Locate every line in the entries below that contains the word "window" and copy each of those lines.
◆ ◆ ◆ ◆ ◆ ◆ ◆
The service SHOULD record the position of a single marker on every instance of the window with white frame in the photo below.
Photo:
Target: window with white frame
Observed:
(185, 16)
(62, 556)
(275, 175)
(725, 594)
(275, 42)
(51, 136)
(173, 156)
◆ ◆ ◆ ◆ ◆ ◆ ◆
Finished answer:
The service SHOULD record the position of a single marker on every instance of the window with white frame in the photo below.
Target: window with white frame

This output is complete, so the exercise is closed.